◆ ТЕКСТ ДЛЯ ЧТЕНИЯ ◆
━━━━━━
Правда, во всех фото моей мамы было одно особое, сохранившееся место — ясность ее глаз. Тогда это был не более чем чисто физический блеск, фотографический след голубовато-зеленого цвета ее зрачков. Но и это свечение уже наводило на размышления, ведущие к сущностному тождеству, к обретению гения любимого лица. Каждое из этих фото, сколь бы несовершенны они ни были, выявляло определенное чувство, которое она, должно быть, испытывала всякий раз, когда «давала себя» снять, мама именно «соглашалась» быть сфотографированной, боясь, как бы отказ не превратился в «позицию». Она с честью выдерживала это испытание, располагаясь перед объективом (неизбежный акт) сдержанно (но без принужденной театральности, наигранной умильности или недовольства). Ибо она всегда умела заместить моральную ценность высшей ценностью — учтивостью. Она не вступала в борьбу со своим изображением, как я со своим: она просто не измышляла себя.
━━━━━━
◆ СОДЕРЖАНИЕ НАБОРА ДАННЫХ ◆
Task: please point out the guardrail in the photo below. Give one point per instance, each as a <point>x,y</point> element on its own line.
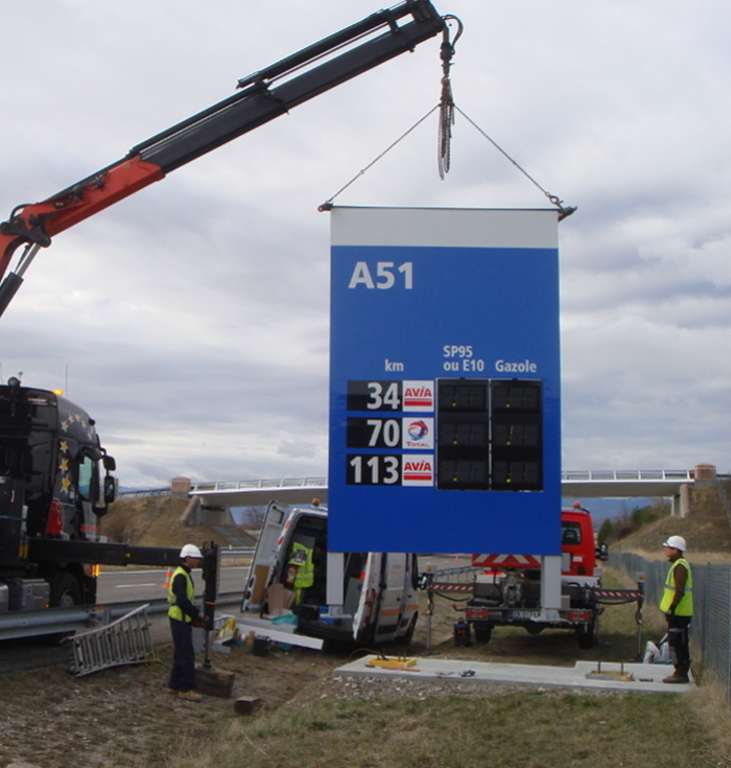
<point>149,492</point>
<point>236,551</point>
<point>52,621</point>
━━━━━━
◆ НАБОР ЗАДАНИЙ ◆
• a. Перескажите короче абзац текста для чтения, начинающийся словами «Правда, во всех фото моей мамы», сохранив его главные факты.
• b. Перечислите все, без чего, согласно тексту для чтения, мама располагалась перед объективом.
• c. Продолжите текст о фотографиях мамы с места, на котором он заканчивается.
Данные взяты из другого источника.

◆ СПИСОК ОТВЕТОВ ◆
• a. На всех фотографиях мамы сохранялась ясность ее глаз. Сначала это был лишь физический блеск голубовато-зеленых зрачков, но он уже наводил на мысль о сущностном тождестве любимого лица. Каждый снимок выдавал чувство, с которым мама соглашалась фотографироваться: она боялась, что отказ превратится в «позицию». Перед объективом она держалась сдержанно, без театральности, умильности или недовольства, потому что умела заменять моральную ценность учтивостью. В отличие от того, кто о ней пишет, она не боролась со своим изображением и не измышляла себя.

• b. Без принужденной театральности, без наигранной умильности и без недовольства.

• c.
28

Один в квартире, где она незадолго до этого умерла, я продолжал одну за другой разглядывать при свете лампы фотографии моей мамы, постепенно поднимаясь с ней по течению времени в поисках истины лица, которое я любил. И я нашел ее. Снимок был очень старым. Наклеенный на картон, с обломившимися углами и выцветшей печатью, сделанной с помощью сепии — на нем с трудом можно было разобрать двух детей, стоявших рядом с деревянным мостиком в Зимнем Саду со стеклянным потолком. Маме (это был 1898 год) было тогда пять лет, ее брату — семь. На фото он опирается на перила моста, вытянув руку вдоль него, а она, меньше его ростом, стоит чуть дальше и изображена в анфас. Чувствуется, фотограф говорил ей: «Подойди ближе, чтобы тебя было лучше видно» — и она неловким жестом соединила руки, держа одной другую за палец, как часто делают дети. Брат и сестра, которых (мне было известно об этом) сблизила размолвка между родителями, — им через некоторое время предстоял развод, — позировали одни, друг рядом с другом, в просвете между листвой и тепличными пальмами (это было в доме в городке Шеневьер-на-Марне, в котором родилась моя мама).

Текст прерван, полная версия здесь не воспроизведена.